BikeE2
Why I built it
I wanted a motorized bicycle that both my wife and I could ride together. We live in south St. Louis, and 90% of our commuting is within 10 miles of the house. Our part of town also has decent bike lanes, and the city and state have reasonable regulations on motorized bikes. We go camping in the midwest as well, pulling our little Casita travel trailer behind our truck. I wanted a vehicle that could pull us both ~20 miles on campground and country roads (more with gas stops), which is enough to get from many campgrounds to recreational spots such as small picturesque towns. Also, I'm a paramotor pilot and periodically go to fly ins, where we camp and I fly. I wanted a vehicle where my wife could befriend another wife and they could take rides and maybe sight see. Finally, I'm a rotating petroleum engineer, and I work in the middle east, or wherever, for 4-6 weeks and then get 4-6 weeks off. So, unless I meet my wife in Europe or California or wherever on my days off, I'm home in south St. Louis. Building this bike was a good hobby for me.
Why I chose the BikeE2
I chose to modify the BikeE2 mainly because I already owned it. I bought it in about 2000. BikeE is out of business now, but their recumbents were known for their durability. I bought a single seat BikeE when I bought the E2 and have been putting at least 50 miles a week on it since then, with no problems at all. The BikeE2 also has good brakes and a 20" rear wheel, which helps in climbing hills.
Power choices (general)
= = = = =
**Stated problem 1:**
Answer these from the page on the BikeE2 build:
(a) In what part of St. Louis does the builder live?
(b) About what year did the builder buy the BikeE2?
(c) What size is the BikeE2's rear wheel?
**Stated problem 2:** Carry on the page on the BikeE2 build, picking up after its last line.

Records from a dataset
= = = = =
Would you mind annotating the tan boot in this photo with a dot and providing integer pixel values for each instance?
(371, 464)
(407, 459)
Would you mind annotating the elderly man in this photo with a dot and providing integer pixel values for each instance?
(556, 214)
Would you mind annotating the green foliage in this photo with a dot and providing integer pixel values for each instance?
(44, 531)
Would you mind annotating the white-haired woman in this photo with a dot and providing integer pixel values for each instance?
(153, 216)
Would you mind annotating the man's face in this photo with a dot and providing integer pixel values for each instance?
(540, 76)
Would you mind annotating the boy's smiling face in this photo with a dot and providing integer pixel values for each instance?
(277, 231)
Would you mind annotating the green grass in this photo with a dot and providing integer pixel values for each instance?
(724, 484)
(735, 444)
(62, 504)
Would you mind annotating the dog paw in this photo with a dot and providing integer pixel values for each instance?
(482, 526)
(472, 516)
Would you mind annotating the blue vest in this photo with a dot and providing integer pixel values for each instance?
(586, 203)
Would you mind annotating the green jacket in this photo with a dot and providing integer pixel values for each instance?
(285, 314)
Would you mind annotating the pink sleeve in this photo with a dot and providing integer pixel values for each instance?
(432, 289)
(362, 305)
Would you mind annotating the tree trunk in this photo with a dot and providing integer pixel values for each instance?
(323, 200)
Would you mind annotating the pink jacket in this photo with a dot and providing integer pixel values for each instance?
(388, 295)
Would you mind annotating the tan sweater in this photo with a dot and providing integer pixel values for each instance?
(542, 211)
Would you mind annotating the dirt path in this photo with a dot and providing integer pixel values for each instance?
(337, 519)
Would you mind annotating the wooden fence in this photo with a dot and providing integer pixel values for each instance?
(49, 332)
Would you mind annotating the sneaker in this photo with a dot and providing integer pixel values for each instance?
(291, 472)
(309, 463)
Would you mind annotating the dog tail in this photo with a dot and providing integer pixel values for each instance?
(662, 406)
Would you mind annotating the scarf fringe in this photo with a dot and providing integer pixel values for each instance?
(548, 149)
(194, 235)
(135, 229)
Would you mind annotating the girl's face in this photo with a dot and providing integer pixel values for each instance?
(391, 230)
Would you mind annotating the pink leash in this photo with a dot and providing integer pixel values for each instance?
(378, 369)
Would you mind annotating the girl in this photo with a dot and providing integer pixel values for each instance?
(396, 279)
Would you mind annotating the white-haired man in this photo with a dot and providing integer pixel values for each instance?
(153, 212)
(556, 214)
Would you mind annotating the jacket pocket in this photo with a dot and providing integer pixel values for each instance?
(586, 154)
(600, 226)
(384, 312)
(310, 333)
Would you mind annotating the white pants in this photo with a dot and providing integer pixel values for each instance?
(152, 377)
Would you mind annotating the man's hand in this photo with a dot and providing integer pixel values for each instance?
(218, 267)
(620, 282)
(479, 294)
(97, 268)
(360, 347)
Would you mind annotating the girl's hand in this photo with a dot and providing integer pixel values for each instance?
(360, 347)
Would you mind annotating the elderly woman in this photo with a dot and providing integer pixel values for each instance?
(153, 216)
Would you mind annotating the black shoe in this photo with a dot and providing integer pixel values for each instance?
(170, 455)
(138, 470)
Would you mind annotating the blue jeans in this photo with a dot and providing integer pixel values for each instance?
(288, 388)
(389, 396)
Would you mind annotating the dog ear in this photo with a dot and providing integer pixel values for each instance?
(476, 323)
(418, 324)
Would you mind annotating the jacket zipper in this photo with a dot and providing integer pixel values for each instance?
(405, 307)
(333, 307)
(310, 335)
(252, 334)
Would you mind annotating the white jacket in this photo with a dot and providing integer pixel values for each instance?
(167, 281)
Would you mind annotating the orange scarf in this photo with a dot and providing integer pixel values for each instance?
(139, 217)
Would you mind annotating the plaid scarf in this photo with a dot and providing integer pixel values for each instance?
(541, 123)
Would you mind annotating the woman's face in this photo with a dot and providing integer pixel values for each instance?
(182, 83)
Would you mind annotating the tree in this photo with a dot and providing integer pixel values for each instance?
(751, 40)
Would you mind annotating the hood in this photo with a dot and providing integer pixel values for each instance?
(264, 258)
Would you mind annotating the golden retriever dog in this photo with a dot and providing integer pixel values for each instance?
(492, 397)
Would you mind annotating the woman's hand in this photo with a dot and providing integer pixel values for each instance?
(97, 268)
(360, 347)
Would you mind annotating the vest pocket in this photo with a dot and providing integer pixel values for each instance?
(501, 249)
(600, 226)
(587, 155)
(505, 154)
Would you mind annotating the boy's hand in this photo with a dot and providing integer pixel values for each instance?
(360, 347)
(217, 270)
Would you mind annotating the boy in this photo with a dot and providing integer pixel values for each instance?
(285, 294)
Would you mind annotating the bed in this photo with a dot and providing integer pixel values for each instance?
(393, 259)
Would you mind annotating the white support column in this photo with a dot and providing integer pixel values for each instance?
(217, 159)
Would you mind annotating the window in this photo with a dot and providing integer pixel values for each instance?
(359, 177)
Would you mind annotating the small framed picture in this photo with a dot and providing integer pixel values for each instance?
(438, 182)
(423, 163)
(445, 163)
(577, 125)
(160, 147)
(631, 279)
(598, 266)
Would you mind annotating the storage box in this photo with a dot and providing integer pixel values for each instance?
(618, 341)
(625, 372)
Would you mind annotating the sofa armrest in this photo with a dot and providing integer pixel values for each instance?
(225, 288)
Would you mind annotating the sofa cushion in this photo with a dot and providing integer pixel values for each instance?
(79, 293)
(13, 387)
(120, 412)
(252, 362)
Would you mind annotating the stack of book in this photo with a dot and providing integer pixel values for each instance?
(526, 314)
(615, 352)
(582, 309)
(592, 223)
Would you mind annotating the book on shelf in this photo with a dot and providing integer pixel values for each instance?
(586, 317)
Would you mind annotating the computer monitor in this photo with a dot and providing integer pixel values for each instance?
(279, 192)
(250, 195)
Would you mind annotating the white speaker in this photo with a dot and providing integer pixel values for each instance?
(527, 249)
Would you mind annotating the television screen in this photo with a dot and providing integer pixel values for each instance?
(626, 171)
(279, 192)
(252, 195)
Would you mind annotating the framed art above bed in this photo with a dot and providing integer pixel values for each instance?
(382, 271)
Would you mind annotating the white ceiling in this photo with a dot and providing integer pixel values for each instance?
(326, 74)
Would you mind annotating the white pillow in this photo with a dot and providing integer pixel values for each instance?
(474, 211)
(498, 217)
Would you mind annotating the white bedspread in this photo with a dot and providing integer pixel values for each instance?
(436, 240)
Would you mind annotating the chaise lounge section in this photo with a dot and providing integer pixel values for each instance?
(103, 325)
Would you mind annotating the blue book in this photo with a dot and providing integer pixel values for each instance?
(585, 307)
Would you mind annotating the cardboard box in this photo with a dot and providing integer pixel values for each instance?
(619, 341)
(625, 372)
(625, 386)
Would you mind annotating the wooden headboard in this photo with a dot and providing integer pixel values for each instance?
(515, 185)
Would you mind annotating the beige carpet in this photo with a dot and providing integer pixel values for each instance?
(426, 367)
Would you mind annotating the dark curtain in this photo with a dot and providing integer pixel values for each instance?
= = = = =
**Final answer 1:**
(a) South St. Louis
(b) About 2000
(c) 20"

**Final answer 2:**
After thinking of many power train combinations, I decided I wanted a tiny 4 stroke gas engine, coupled with an automatic transmission with deep gear reduction. I chose gas over electric because I wanted the range and I wanted to avoid the expense and problems of expensive batteries. I would have liked the lower noise levels of electric power, but I'm going to try and design some of that out. I wanted an automatic transmission so my wife could ride it more easily, and because many states require it for the vehicle to be called a motorized bicycle. And I wanted deep gear reduction because we need it to carry 2 people up and down hills, and we probably have no business riding the BikeE2 at more than 21-22 m/h anyway.
Engine
I chose the Honda GX35 because it was small, but big enough, because it was a 4 cycle engine, because it has forced air cooling, and because it is a Honda. The engine is rated at ~1.3HP at ~7000 r/m, but it has good, and increasing torque, from ~4000 r/m, when the clutch begins engagement to over 6000 r/m, and good power to its speed limit of ~8000 r/m. I wanted the emissions, fuel efficiency, lower noise level, and greater durability of a 4 cycle engine. I also wanted the forced air cooling, because I wanted to be able to climb long steep hills at low speeds, with 2 aboard. And I wanted to buy a Honda because of Honda's reputation for good design and reliability. Many of my fellow expat engineers are high mileage bikers in places like Thailand and Kazachstan, and they uniformly swear by Honda reliability.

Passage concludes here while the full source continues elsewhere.